### REQUIRED ACTION
Each word in the data below should be copied exactly; the images should not.

(AVAILABLE RECORDS)

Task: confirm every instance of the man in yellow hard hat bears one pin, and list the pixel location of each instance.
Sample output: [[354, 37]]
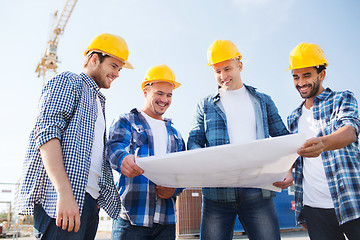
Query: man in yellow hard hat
[[66, 175], [148, 210], [235, 113], [327, 175]]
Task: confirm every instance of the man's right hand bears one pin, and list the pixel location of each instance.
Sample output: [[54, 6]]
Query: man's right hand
[[129, 167], [67, 212]]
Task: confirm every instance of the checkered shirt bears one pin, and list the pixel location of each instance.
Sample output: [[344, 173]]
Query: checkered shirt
[[210, 129], [130, 133], [68, 112], [332, 111]]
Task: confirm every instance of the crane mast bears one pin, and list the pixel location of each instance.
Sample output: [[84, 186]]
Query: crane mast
[[49, 61]]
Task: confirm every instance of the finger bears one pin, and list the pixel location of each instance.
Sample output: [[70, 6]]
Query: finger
[[77, 222], [136, 168], [70, 224]]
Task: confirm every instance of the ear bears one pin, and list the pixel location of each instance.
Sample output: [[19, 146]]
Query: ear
[[240, 65]]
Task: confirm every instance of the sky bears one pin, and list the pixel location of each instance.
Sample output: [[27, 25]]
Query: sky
[[175, 33]]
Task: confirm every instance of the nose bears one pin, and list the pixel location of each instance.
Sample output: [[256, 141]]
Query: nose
[[116, 73], [223, 75]]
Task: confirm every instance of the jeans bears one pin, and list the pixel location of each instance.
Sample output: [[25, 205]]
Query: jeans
[[123, 230], [322, 224], [45, 227], [256, 214]]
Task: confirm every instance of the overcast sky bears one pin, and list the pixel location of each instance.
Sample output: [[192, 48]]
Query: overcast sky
[[176, 33]]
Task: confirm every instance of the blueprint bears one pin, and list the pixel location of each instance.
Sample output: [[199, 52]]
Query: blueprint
[[257, 164]]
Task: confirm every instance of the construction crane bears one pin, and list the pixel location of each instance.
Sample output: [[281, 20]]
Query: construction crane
[[49, 61]]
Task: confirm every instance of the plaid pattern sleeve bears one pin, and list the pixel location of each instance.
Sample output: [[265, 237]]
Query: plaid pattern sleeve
[[209, 129], [130, 134], [68, 112], [333, 110]]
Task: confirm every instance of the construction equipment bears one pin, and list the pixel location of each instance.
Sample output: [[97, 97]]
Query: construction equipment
[[49, 61]]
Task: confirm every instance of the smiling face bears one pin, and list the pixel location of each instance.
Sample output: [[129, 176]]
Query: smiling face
[[227, 74], [308, 82], [158, 98], [103, 73]]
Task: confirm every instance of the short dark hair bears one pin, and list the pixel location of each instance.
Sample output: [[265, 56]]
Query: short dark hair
[[100, 55], [320, 68]]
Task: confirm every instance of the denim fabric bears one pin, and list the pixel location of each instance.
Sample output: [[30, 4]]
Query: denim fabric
[[123, 230], [323, 225], [45, 227], [131, 134], [256, 214]]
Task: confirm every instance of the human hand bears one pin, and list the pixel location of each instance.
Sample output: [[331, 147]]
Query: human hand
[[313, 147], [165, 192], [67, 212], [129, 168], [287, 182]]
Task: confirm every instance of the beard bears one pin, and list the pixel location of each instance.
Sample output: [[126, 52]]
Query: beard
[[314, 89]]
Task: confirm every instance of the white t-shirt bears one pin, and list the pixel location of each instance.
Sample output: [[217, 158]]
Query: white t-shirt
[[315, 186], [160, 135], [240, 115], [97, 154], [159, 131]]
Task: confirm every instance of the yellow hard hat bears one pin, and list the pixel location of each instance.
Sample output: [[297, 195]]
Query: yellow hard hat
[[306, 55], [222, 50], [160, 73], [112, 45]]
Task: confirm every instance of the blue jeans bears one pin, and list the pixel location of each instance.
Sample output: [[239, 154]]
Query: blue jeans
[[256, 214], [123, 230], [322, 224], [45, 227]]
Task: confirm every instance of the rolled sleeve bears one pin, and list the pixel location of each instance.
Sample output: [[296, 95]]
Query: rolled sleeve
[[56, 109], [197, 133], [119, 142], [348, 112]]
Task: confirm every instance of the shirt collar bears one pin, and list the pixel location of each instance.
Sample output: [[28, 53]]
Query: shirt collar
[[136, 111], [92, 84]]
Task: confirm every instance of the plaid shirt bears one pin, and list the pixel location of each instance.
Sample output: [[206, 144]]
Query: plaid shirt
[[68, 111], [130, 133], [209, 129], [332, 111]]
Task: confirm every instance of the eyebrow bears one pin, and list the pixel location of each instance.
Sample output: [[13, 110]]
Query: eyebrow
[[304, 74]]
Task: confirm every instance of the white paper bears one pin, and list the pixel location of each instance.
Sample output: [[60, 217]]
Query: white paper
[[258, 164]]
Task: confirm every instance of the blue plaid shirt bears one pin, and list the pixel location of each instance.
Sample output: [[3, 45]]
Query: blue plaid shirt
[[68, 112], [332, 111], [209, 129], [128, 133]]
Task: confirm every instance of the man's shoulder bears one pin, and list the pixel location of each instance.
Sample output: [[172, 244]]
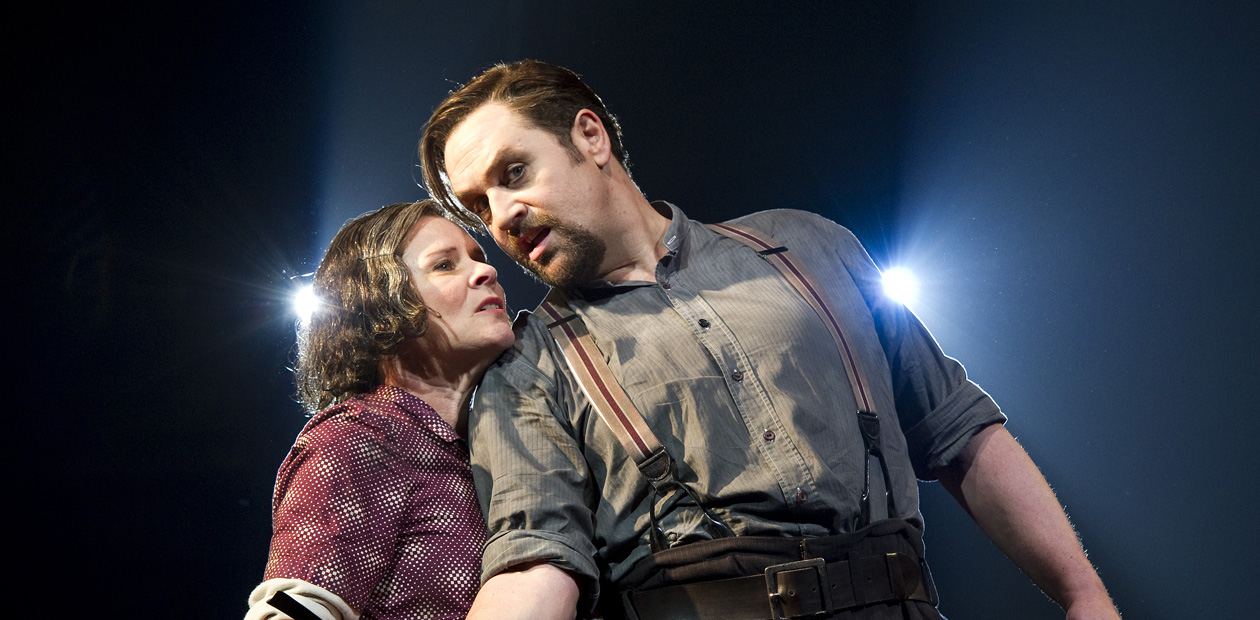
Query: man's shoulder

(End AVAILABLE RECORDS)

### TASK OUTPUT
Task: confirm every instance of the man in yellow hard hat bears one pin, and list the pixel location of each instance.
Sample output: [[354, 37]]
Query: man in yellow hard hat
[[66, 175], [148, 210], [235, 113], [327, 175]]
Task: confirm every instance of the man's right hand bears one pin, and list the pixel location of each instance.
Sample output: [[54, 6]]
Query: man's right hand
[[129, 167], [67, 212]]
Task: confirm every instance of the checkered shirt bears one pin, and list the pixel location of each instance.
Sample output: [[344, 173]]
Query: checkered shirt
[[210, 129], [130, 133], [68, 112], [332, 111]]
Task: confirm every instance of the crane mast bears one pin, and list the pixel location of each instance.
Sample output: [[84, 186]]
Query: crane mast
[[49, 61]]
Task: confirm every instance of the finger bears one pin, and list the pixel location of each instance.
Sample output: [[70, 6]]
Query: finger
[[77, 222], [136, 168], [70, 224]]
Task: confirm every instance of the ear bears one pin, and list the pixel location of each instance.
Sample output: [[19, 146]]
Query: ear
[[240, 65]]
Task: confirm every instance of the sky bears one pin, and list the pixel location of each instance.
Sample output: [[27, 25]]
Query: sky
[[175, 33]]
Task: confirm every instance of the nose bears one pin, and list the pixel location of each instance.
Sample output: [[256, 141]]
Query: nose
[[116, 73], [223, 75]]
Task: confirm every instance of the jeans bears one pin, and list the pixel location of each instance.
Sample output: [[25, 205]]
Query: jeans
[[123, 230], [322, 224], [45, 227], [256, 214]]
Task: confirm every instance of the overcast sky bears one pin, and list the pixel location of each instance.
Sample output: [[192, 48]]
Query: overcast sky
[[176, 33]]
Task: confirm every instance of the blueprint bears one pin, and list the pixel location of each instance.
Sample output: [[199, 52]]
Query: blueprint
[[257, 164]]
Task: confirm every instance of the construction crane bears one pin, and list the pixel location of each instance.
Sample output: [[281, 20]]
Query: construction crane
[[49, 61]]
Task: confirm every instance of the plaid pattern sleeve bears one pin, and list the pixel location of each instance.
Sample output: [[265, 237]]
Query: plaid pattern sleeve
[[209, 129], [130, 134], [68, 112], [333, 110]]
Task: confirm every instance of the construction equipment bears one pin, and list the pixel location of each instance.
Sample output: [[97, 97]]
Query: construction equipment
[[49, 61]]
Task: confirm every instance of the smiling face bears one pin, and list the pixel location of each instance.
Sample output: [[129, 176]]
Query: smiling face
[[227, 74], [308, 82], [158, 98], [103, 73]]
Task: confirm every instance of the short dark hair bears one pin, and list the pixel location of each instance.
Sample output: [[265, 56]]
Query: short dark hair
[[100, 55], [320, 68]]
Task: confirm every instance of the denim fabric bears one pin, and list the pixel location of each instance.
Sample output: [[30, 4]]
Query: denim fabric
[[123, 230], [323, 225], [45, 227], [131, 134], [256, 214]]
Task: confirm every instance of the human hand bears one pin, and list the pixel location of each instance.
Sample output: [[331, 147]]
Query: human hand
[[313, 147], [165, 192], [67, 212], [129, 168], [287, 182]]
Task: confirm every instance of the beard bears one pin, and list the pixel location of each instance.
Sample output: [[126, 52]]
Query: beard
[[314, 89]]
Task: confirm every instance of the white t-shirt bears one pin, and list the pixel location of each instance.
Sample output: [[217, 158]]
Query: white t-shirt
[[315, 186], [160, 135], [240, 115], [97, 154], [159, 131]]
Task: confirm every instance of the yellow hard hat bears one pin, and list the pixel location of each instance.
Sample output: [[297, 195]]
Query: yellow hard hat
[[306, 55], [222, 50], [160, 73], [112, 45]]
Task: confirm every instance of the blue jeans bears one pin, and list the pixel location of each instance.
Sample output: [[239, 154]]
Query: blue jeans
[[256, 214], [123, 230], [322, 224], [45, 227]]
Task: confirm every instance of the rolled sleeve bears one pin, and list the pixel location of each instance.
Sample output: [[296, 95]]
Query: rolled sleeve
[[56, 109], [197, 133], [119, 142], [348, 112]]
Task: confirm every instance of the shirt collar bears one pin, and list the pixel location of each instance.
Sample output: [[28, 53]]
Query: shirt collar
[[136, 111], [92, 84]]
Task: confirm every instance of the plaid shirt bears one pin, and list the pixel location of each instance.
Sample output: [[206, 144]]
Query: plaid shirt
[[68, 111], [130, 133], [209, 129], [332, 111]]
Task: confirm every instance of the eyebrow bears one pin, and list the pixel location of each instance.
Sample output: [[13, 110]]
Query: eyebrow
[[304, 74]]
Task: confirm every instance of the white paper bears one pin, and list the pixel location of each instance.
Sample output: [[60, 217]]
Query: white paper
[[258, 164]]
Task: confirm every instance of the blue plaid shirt bears one pin, and list the pixel location of each instance.
Sample output: [[3, 45]]
Query: blue plaid shirt
[[68, 112], [332, 111], [209, 129], [128, 133]]
Task: confirm every instance of the man's shoulder bears one pin, and list the pixel location of each instance.
Sample output: [[172, 244]]
Query: man's shoulder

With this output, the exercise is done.